• [WHAT IS NEEDED] Collect every line from the records below that contains the string "tree", copying each one in full. Case counts when matching.

• [THE INPUT]
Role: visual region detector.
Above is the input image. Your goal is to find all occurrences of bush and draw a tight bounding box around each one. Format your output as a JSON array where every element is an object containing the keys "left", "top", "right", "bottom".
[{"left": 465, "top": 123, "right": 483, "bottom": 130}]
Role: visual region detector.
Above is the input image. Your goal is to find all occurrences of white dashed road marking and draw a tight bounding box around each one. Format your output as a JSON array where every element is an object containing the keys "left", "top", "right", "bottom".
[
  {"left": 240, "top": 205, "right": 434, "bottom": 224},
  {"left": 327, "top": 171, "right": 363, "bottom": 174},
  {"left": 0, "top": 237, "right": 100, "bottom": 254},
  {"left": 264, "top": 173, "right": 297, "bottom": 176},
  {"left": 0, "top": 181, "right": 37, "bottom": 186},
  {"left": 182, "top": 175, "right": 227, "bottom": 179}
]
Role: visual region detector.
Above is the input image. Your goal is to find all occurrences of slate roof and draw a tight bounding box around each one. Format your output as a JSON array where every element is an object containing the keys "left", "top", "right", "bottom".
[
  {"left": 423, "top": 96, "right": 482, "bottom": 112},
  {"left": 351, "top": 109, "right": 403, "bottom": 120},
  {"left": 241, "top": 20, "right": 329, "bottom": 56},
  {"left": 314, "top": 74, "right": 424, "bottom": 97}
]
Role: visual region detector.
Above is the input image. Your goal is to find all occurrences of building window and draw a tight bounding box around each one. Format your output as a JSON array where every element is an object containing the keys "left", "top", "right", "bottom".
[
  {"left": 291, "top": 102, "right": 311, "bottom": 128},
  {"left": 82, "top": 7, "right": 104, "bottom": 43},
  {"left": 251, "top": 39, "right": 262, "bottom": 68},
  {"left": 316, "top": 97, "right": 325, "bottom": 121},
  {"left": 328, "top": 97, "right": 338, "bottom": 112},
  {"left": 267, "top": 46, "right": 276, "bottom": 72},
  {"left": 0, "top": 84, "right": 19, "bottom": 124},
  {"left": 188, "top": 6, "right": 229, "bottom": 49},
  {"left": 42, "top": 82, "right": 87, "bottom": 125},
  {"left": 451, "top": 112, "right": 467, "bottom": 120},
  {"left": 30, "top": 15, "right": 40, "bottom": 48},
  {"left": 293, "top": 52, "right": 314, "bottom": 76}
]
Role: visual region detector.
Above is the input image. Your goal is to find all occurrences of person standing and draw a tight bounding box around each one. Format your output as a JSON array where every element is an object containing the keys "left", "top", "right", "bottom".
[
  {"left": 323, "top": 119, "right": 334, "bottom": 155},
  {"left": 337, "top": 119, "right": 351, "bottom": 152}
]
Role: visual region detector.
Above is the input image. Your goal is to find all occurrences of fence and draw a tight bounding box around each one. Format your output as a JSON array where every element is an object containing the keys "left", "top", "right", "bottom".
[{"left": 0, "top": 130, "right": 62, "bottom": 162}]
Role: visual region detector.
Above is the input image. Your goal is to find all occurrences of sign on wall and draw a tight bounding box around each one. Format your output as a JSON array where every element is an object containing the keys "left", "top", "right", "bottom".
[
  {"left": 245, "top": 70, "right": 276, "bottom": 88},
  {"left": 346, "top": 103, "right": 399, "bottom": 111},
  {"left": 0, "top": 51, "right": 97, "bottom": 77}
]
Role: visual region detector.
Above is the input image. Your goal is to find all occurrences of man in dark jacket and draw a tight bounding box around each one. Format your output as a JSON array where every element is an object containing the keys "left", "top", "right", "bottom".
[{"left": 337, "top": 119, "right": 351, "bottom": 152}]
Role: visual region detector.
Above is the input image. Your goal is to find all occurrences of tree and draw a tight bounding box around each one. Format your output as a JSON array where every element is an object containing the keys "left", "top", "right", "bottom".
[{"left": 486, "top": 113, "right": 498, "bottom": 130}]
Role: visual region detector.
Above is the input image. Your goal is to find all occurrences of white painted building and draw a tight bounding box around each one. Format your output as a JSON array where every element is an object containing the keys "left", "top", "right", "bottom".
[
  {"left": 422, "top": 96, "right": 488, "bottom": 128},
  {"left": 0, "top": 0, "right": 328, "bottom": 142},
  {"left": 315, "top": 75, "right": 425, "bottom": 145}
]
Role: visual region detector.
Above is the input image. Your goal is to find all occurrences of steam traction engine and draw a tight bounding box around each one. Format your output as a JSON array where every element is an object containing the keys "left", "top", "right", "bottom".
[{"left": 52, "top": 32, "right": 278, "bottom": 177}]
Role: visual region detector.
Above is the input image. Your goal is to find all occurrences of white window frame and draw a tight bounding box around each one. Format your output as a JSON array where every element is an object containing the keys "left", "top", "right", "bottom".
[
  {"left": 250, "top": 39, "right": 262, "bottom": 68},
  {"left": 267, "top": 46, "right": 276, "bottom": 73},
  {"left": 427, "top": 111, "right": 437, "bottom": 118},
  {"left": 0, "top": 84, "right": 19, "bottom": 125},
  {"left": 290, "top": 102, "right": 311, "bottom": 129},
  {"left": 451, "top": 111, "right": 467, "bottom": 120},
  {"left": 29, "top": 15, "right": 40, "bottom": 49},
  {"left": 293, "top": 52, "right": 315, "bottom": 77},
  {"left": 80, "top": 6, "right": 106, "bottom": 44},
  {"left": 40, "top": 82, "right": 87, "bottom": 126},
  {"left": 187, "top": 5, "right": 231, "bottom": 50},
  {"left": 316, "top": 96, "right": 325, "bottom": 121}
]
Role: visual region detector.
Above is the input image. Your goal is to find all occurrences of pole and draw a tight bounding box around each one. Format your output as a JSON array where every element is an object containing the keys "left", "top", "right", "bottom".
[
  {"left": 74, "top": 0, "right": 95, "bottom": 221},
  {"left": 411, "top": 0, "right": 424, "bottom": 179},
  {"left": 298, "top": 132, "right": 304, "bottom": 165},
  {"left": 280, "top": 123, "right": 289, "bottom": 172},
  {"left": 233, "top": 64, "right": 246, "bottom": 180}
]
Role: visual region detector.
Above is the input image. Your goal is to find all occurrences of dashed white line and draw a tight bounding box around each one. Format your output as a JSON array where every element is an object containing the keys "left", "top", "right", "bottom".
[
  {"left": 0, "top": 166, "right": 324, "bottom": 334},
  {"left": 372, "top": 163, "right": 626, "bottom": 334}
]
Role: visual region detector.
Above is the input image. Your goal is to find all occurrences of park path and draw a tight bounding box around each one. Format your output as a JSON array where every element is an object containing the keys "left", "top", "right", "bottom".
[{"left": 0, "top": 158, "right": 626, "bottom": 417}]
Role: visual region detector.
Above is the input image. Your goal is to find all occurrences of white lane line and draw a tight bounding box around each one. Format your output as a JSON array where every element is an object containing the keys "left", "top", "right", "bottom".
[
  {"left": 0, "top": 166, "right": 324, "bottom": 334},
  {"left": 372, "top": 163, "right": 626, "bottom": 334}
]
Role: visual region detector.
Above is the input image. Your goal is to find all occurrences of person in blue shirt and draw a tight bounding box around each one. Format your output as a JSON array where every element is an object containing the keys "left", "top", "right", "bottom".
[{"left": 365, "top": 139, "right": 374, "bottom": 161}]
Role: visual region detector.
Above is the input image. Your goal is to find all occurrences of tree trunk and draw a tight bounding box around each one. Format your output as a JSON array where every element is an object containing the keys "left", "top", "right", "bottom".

• [RESULT OF THIS TASK]
Above is the input image. Your goal is to find all occurrences of tree and draw a tight bounding box around each one. Format your output as a JSON array where every element is an object containing the keys "left", "top", "right", "bottom".
Above is the input image. Your goal is to find all occurrences of tree trunk and draw a tight bounding box around each one. Format your output as a JSON array where every element is an object containing the keys "left", "top", "right", "bottom".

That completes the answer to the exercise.